What this exercise asks ->
**1)** In the text on Florida sinkholes, which three counties does the "sinkhole alley" region cover?
**2)** Repeat the text on Florida sinkholes word for word, starting with "Completing all recommended" and going on through "the sinkhole rules.".

Excerpt to read ->
________________________________________

Florida leads the nation in sinkhole activity, particularly in the "sinkhole alley" region of west-central Florida (Pasco, Hernando, and Hillsborough counties). Properties with a sinkhole history — even repaired ones — carry practical consequences: they can be harder to insure, some insurers refuse to write policies on properties with known sinkhole activity, and those that do may charge higher premiums or impose larger deductibles (sinkhole-loss deductibles can run 1%, 2%, 5%, or 10% of the dwelling limit under §627.706).

Completing all recommended stabilization and foundation repairs and obtaining an engineer's certification that repairs were properly performed (recorded with the county clerk under §627.7073(3)) can help restore insurability and protect resale value. For a buyer, the §627.7073(2)(c) disclosure — that a claim was paid and whether proceeds fully funded repairs — is a critical due-diligence signal: a paid claim where proceeds were NOT fully applied to repairs is a red flag warranting a professional inspection and careful review of any recorded sinkhole reports before closing. See our Florida flood disclosure guide for another Florida-specific hazard disclosure that operates alongside the sinkhole rules.

Frequently Asked Questions

When must a seller disclose a sinkhole claim in Florida?
Under §627.7073(2)(c), when a sinkhole claim has been made by the seller AND PAID by the insurer, the seller must disclose to the buyer, BEFORE CLOSING, that a claim has been paid and whether or not the full amount of the proceeds was used to repair the damage. The disclosure trigger requires both a claim made by the seller and payment by the insurer. Separately, under the Johnson v. Davis common-law duty, a seller who knows of sinkhole activity materially affecting value must disclose it even without a paid insurance claim.
What is the difference between catastrophic ground cover collapse and sinkhole loss?
Catastrophic ground cover collapse is MANDATORY coverage that every Florida property insurer must include (§627.706(1)(a)), but it requires ALL FOUR statutory conditions: abrupt ground collapse, a visible depression, confirmed structural damage, AND the building being condemned and ordered vacated. Sinkhole loss is OPTIONAL coverage available for an additional premium (§627.706(1)(b)) that covers structural damage from sinkhole activity without requiring condemnation. Because catastrophic ground cover collapse requires condemnation and an order to vacate, mere cracking or settling of a foundation does NOT qualify — but it may qualify as a sinkhole loss if caused by sinkhole activity and the owner purchased the optional coverage.
Does mere foundation cracking count as catastrophic ground cover collapse?

________________________________________

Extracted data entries

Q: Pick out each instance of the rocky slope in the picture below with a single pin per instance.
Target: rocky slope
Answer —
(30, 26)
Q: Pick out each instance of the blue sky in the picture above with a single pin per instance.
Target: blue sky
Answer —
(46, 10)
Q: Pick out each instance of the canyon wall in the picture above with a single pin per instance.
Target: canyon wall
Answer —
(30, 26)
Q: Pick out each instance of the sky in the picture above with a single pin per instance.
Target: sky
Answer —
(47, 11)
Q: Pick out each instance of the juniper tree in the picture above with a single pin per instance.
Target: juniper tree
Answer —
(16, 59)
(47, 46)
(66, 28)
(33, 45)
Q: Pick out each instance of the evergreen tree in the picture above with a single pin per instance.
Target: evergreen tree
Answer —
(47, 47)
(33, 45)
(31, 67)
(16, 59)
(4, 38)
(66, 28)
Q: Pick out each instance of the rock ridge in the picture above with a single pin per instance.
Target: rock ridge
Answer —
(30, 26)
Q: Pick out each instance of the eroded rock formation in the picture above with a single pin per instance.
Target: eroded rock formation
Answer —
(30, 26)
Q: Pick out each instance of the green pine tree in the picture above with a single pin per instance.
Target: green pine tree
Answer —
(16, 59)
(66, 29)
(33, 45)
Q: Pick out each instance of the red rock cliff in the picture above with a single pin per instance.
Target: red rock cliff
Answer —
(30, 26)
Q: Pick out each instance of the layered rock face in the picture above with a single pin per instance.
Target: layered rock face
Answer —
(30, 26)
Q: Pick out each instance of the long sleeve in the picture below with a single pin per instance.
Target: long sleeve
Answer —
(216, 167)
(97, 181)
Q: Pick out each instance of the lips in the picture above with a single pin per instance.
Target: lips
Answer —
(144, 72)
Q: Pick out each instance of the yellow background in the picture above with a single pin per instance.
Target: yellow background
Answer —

________________________________________

Set of answers ->
**1)** Pasco, Hernando, and Hillsborough counties.

**2)**
Completing all recommended stabilization and foundation repairs and obtaining an engineer's certification that repairs were properly performed (recorded with the county clerk under §627.7073(3)) can help restore insurability and protect resale value. For a buyer, the §627.7073(2)(c) disclosure — that a claim was paid and whether proceeds fully funded repairs — is a critical due-diligence signal: a paid claim where proceeds were NOT fully applied to repairs is a red flag warranting a professional inspection and careful review of any recorded sinkhole reports before closing. See our Florida flood disclosure guide for another Florida-specific hazard disclosure that operates alongside the sinkhole rules.